Passage to read:
Ask HN: Making source code avaliable for commercial software - olavk

I develop a piece of commercial software. It is free for non-commercial use.<p>I distribute binaries, but many users have expressed interest in having the source code available. I would like that, and think it would be great if users could modify the source and distribute changes, as long as it wouldn't undermine the commercial sales (since this is what is financing the development).<p>I guess this rules out a "true" OSS license, but I would prefer using an off-the-shelf license if possible.<p>Some have recommended a CC non-commercial license, but CC themselves discourage using their licenses for software.<p>Does any HN'ers have experience with this issue? Under what licenses do you distribute your sources in commercial startups?
======
diminium
I'm not sure but Microsoft has a reference license of some type you probably
could copy. The license restricts any modification of the code to internal use
and is based upon the original source.

If you can't find anything else, this could be a good starting poing?

What to work on:
- 1) Name every kind of license mentioned in the thread on making commercial source code available.
- 2) Output the records as a numbered list, starting with the first line of the records and ending with the line containing "x=91, y=359". Omit blank lines.

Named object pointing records
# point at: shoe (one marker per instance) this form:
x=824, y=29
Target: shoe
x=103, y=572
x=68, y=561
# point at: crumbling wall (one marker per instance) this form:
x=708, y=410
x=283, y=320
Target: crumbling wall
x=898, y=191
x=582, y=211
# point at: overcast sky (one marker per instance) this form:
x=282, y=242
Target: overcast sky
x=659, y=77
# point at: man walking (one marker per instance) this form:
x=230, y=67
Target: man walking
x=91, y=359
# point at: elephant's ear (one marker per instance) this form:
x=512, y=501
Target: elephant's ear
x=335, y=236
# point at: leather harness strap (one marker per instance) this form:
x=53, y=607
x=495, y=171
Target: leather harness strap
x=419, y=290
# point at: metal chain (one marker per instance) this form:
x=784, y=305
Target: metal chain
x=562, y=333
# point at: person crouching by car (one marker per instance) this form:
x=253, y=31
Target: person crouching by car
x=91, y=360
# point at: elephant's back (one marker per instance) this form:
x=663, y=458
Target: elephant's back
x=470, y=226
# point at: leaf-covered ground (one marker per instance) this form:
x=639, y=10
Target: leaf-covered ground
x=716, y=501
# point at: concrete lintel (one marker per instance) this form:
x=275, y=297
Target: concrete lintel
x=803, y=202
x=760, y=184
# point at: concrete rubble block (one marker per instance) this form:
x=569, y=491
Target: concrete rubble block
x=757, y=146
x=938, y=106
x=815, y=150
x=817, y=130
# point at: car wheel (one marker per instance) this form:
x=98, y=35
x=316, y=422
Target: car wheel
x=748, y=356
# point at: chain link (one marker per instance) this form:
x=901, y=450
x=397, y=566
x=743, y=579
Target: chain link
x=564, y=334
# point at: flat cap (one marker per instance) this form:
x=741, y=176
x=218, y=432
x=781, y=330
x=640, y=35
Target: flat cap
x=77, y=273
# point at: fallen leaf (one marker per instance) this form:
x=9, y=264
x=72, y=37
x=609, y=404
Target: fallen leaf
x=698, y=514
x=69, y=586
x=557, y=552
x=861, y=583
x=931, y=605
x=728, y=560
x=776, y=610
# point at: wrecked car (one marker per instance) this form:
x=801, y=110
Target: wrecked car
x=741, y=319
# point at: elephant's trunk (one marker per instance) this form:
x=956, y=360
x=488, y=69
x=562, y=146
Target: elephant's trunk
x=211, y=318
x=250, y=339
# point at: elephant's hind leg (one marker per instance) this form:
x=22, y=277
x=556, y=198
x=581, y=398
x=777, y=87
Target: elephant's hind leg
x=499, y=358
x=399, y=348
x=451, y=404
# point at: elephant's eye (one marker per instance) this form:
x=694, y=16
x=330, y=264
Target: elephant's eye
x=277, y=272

Solutions to the tasks:
- 1)
- A "true" OSS license
- A CC non-commercial license
- Microsoft's reference license

- 2)
1. # point at: shoe (one marker per instance) this form:
2. x=824, y=29
3. Target: shoe
4. x=103, y=572
5. x=68, y=561
6. # point at: crumbling wall (one marker per instance) this form:
7. x=708, y=410
8. x=283, y=320
9. Target: crumbling wall
10. x=898, y=191
11. x=582, y=211
12. # point at: overcast sky (one marker per instance) this form:
13. x=282, y=242
14. Target: overcast sky
15. x=659, y=77
16. # point at: man walking (one marker per instance) this form:
17. x=230, y=67
18. Target: man walking
19. x=91, y=359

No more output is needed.